> Required action
Retype all of the lines below with no changes.
(Beginning of Information supplied)
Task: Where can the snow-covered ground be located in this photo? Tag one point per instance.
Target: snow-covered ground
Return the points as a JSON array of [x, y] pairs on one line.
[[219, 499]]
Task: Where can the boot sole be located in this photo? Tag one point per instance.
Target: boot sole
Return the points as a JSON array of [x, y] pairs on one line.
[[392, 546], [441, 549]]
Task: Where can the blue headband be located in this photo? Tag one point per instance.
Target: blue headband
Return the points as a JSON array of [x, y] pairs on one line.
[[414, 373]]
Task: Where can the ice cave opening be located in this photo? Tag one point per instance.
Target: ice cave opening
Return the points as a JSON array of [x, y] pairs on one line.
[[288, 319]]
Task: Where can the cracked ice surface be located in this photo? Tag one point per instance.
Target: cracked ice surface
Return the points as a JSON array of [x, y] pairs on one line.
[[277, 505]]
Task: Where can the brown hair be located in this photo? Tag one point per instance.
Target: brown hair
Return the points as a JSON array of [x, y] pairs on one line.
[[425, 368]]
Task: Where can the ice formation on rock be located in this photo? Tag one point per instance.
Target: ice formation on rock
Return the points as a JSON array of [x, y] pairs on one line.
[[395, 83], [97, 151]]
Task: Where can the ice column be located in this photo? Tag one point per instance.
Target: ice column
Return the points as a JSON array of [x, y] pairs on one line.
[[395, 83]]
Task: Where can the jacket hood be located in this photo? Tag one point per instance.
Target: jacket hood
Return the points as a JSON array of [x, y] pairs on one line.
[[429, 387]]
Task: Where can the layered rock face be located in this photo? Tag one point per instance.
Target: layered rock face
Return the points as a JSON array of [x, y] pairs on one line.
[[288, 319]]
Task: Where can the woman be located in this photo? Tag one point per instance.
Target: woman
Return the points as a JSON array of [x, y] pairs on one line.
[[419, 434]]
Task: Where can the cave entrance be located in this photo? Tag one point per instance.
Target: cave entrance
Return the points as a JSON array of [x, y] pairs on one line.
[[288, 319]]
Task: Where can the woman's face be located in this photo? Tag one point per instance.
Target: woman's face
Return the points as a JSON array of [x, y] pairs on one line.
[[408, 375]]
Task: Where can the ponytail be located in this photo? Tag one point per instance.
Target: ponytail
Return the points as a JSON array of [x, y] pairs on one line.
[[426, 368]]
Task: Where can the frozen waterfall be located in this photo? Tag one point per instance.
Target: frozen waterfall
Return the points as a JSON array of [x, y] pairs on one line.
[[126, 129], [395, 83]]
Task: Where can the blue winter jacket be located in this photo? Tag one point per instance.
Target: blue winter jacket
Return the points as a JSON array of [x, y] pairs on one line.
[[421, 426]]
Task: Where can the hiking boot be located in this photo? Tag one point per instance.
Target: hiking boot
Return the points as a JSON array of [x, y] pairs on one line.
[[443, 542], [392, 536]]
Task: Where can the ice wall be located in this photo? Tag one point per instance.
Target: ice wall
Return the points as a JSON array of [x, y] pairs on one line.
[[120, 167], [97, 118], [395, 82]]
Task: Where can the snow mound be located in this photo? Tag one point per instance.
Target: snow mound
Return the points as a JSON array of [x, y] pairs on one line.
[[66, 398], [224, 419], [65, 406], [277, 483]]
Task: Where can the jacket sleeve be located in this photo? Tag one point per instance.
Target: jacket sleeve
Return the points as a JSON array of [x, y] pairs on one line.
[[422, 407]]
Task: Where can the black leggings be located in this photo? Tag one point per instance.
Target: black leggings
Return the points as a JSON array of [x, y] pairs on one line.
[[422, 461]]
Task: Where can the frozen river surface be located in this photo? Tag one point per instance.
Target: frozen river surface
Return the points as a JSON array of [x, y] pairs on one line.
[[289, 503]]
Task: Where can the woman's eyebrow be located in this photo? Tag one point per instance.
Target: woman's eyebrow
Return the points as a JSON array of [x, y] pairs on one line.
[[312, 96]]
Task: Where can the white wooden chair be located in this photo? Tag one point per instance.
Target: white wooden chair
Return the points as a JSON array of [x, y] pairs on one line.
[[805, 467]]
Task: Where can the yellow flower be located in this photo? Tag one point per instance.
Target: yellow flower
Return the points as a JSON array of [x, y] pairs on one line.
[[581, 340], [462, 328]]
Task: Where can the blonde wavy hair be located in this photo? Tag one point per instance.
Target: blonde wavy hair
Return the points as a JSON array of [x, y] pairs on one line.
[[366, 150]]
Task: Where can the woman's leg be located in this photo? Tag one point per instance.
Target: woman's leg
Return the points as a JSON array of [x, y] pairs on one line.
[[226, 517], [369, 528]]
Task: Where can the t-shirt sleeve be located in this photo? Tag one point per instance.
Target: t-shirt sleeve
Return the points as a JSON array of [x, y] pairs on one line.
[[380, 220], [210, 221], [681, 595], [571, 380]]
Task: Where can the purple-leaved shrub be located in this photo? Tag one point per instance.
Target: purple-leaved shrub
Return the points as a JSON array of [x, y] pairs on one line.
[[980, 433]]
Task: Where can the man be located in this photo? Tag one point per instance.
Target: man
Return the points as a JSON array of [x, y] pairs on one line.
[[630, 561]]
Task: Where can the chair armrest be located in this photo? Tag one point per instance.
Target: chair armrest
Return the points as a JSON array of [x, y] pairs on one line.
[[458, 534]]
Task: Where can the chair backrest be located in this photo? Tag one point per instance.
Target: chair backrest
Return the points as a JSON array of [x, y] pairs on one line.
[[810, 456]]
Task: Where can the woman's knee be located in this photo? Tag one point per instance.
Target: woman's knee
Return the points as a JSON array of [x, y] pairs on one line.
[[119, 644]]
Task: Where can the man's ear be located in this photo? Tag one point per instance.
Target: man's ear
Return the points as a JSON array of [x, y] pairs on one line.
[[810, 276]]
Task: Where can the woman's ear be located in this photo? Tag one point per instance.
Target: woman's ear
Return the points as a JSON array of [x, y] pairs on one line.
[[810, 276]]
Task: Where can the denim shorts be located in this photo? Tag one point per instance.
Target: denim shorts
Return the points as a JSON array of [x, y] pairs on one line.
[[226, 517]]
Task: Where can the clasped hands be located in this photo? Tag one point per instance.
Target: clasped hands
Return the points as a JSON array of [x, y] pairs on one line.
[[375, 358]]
(End of Information supplied)
> Task result
Task: Where can the snow-covered ground be located in this photo? Tag one point per instance.
Target: snow-covered ground
Return the points as a JSON array of [x, y] pairs on one line.
[[219, 499]]
Task: Where can the boot sole be located in this photo? Tag one point per instance.
Target: boot sole
Return the points as a JSON array of [x, y] pairs on one line.
[[392, 546], [441, 549]]
Task: Where can the blue headband be located in this photo? Tag one point per instance.
Target: blue headband
Return the points as a JSON array of [x, y] pairs on one line.
[[414, 373]]
Task: Where can the ice cave opening be located in this photo? Tag one point per instance.
Target: ice cave opening
Return the points as a JSON array of [x, y] pairs on one line.
[[288, 319]]
Task: Where can the cracked ice surface be located in this photo? Tag one point per instance.
Target: cracked ice surface
Return the points as a JSON array of [x, y] pairs on one line.
[[277, 505]]
Task: Where can the brown hair be located in this photo? Tag one point per instance.
Target: brown hair
Return the points as a JSON array of [x, y] pairs on one line.
[[425, 368]]
Task: Where can the ice formation on rock be located in this photo? Tag one point per instance.
Target: ice formation on rock
Return the points as a JSON array of [x, y] pairs on one line.
[[395, 83], [97, 151]]
Task: Where can the ice column be located in this photo? Tag one point per instance.
Target: ice column
Return the points as a JSON array of [x, y] pairs on one line.
[[395, 83]]
Task: Where can the jacket hood be located in this photo? Tag one point per instance.
Target: jacket hood
Return the points as a JSON array of [x, y] pairs on one line.
[[429, 387]]
Task: Where can the layered rock face be located in this photo? Tag one point per instance.
Target: layered rock face
Return the points as a JSON array of [x, y] pairs on one line.
[[288, 319]]
Task: Where can the woman be located in this photo? Tag one point per instance.
Target: woman
Return the points as a JSON array of [x, y] pairs on one line.
[[419, 434]]
Task: Where can the cave entrance be located in this photo? Tag one point per instance.
Target: cave entrance
Return the points as a JSON array of [x, y] pairs on one line.
[[288, 319]]
Task: Where can the woman's face be located in this photo? Tag one point per instance.
Target: woman's face
Return the points as a JSON array of [x, y] pairs on one line.
[[408, 375]]
Task: Where can the ponytail be located in this photo? Tag one point per instance.
Target: ponytail
Return the points as a JSON array of [x, y] pairs on one line.
[[426, 368]]
Task: Where can the frozen waterfall be located in this photo? Tag one point per instance.
Target: frozen waterfall
Return the points as a JSON array of [x, y] pairs on one line.
[[126, 129], [395, 83]]
Task: Where can the blue winter jacket be located in this photo? Tag one point per instance.
Target: blue winter jacket
Return the points as a JSON array of [x, y] pairs on one line.
[[421, 426]]
Task: Where can the hiking boot be located in this photo? Tag one point per instance.
Target: hiking boot
Return the points as a JSON array of [x, y] pairs on one line.
[[443, 542], [392, 536]]
Task: Where can the ice wall be located in this photo? Tag one point per instance.
Target: ice wall
Return the points as a JSON array of [x, y] pairs on one line.
[[120, 167], [97, 118], [395, 82]]
Task: Where can the snow mound be located in this photo? Tag one point per instance.
Target: snow mound
Return the points as a JSON array of [x, y] pairs on one line.
[[66, 398], [224, 419], [65, 406], [277, 483]]
Task: Where can the jacket sleeve be located in this photo? Tag one point per instance.
Target: jacket sleeve
Return the points as a JSON array of [x, y] pairs on one line.
[[422, 407]]
Task: Where can the black leggings be located in this photo? Tag one point per instance.
Target: black leggings
Return the points as a JSON array of [x, y] pairs on one line.
[[422, 461]]
Task: Where can the frozen river surface be located in this photo? Tag one point per instance.
Target: frozen river surface
Return the points as a JSON array of [x, y] pairs on one line.
[[289, 503]]
Task: Where can the woman's eyebrow be located in this photo? Tag one point per instance.
Target: woman's eyebrow
Return the points as a JSON array of [x, y] pairs on one line.
[[312, 96]]
Task: Where can the white wooden chair be located in this photo? Tag one point per instance.
Target: white wooden chair
Return the points as a JSON array of [x, y] pairs on one line.
[[805, 467]]
Task: Where can the yellow flower be located in this photo? Tag one point per instance.
Target: yellow flower
Return the points as a JSON array of [x, y] pairs on one line.
[[581, 340], [462, 328]]
Task: Where can the blonde wavy hair be located in this photo? Tag one point per instance.
Target: blonde wavy hair
Return the points as a JSON array of [x, y] pairs on one line.
[[366, 150]]
Task: Where can the woman's leg be located in this photo? Tag one point per instance.
Target: woman's leg
Return the points as a JSON array of [x, y] pairs on one line.
[[226, 517], [369, 528]]
Task: Where can the t-shirt sleeve be located in this photo? Tag one point per instance.
Target: t-shirt sleeve
Return the points as a JSON array of [x, y] pairs on one line.
[[380, 220], [210, 221], [681, 595], [571, 380]]
Task: Where can the purple-leaved shrub be located in this photo? Tag one point per instance.
Target: purple-leaved shrub
Return the points as a JSON array of [x, y] pairs on one line.
[[980, 433]]
Task: Where can the man be located in this photo? Tag one point per instance.
Target: man
Return the points as a JSON array of [x, y] pairs on one line.
[[630, 561]]
Task: Where can the chair armrest be located in this photo? Tag one point per instance.
Target: chair armrest
Return the points as a JSON array of [x, y] pairs on one line.
[[458, 534]]
Task: Where can the chair backrest be located in this photo? Tag one point per instance.
Target: chair backrest
Return the points as a JSON array of [x, y] pairs on one line.
[[810, 456]]
Task: Where can the woman's knee be located in this photo? Tag one point per instance.
Target: woman's knee
Return the points as a JSON array of [x, y] pairs on one line.
[[119, 644]]
Task: Where can the man's ear be located in this photo? Tag one point per instance.
Target: man's ear
Return the points as a JSON array of [x, y] pairs on one line.
[[810, 276]]
Task: Where can the woman's ear be located in this photo? Tag one point per instance.
Target: woman's ear
Return the points as a JSON array of [x, y] pairs on one line.
[[810, 276]]
Task: Where can the denim shorts be located in this photo? Tag one point per instance.
Target: denim shorts
Return the points as a JSON array of [x, y] pairs on one line.
[[226, 517]]
Task: Where can the clasped hands be located in this photo? Tag one point per instance.
Target: clasped hands
Return the points as a JSON array of [x, y] pairs on one line.
[[375, 358]]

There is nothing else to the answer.